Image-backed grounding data
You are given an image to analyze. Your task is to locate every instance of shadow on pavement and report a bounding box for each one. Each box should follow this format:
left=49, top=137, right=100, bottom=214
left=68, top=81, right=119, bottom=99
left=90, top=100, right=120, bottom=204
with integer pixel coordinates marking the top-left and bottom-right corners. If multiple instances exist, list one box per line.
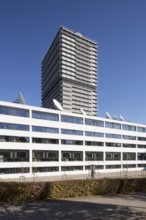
left=115, top=193, right=146, bottom=202
left=0, top=196, right=146, bottom=220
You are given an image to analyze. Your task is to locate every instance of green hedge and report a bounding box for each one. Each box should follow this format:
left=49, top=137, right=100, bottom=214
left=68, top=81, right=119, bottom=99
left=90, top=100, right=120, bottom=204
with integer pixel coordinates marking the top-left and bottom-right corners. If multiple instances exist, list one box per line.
left=48, top=178, right=146, bottom=198
left=0, top=178, right=146, bottom=202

:: TASK DESCRIPTION ::
Starting from the line holding "instance of green", restate the remaining lines of the data word for word, including the last.

:: TASK ANSWER ::
You are given an image to analyze. Your task is to locate every instance of green hedge and report a bounding box for each one. Each box should follow this format:
left=49, top=137, right=100, bottom=214
left=68, top=81, right=119, bottom=99
left=90, top=100, right=120, bottom=204
with integer pixel coordinates marking the top-left and bottom-right corners. If multiple instances exist, list one box per line.
left=48, top=178, right=146, bottom=198
left=0, top=178, right=146, bottom=202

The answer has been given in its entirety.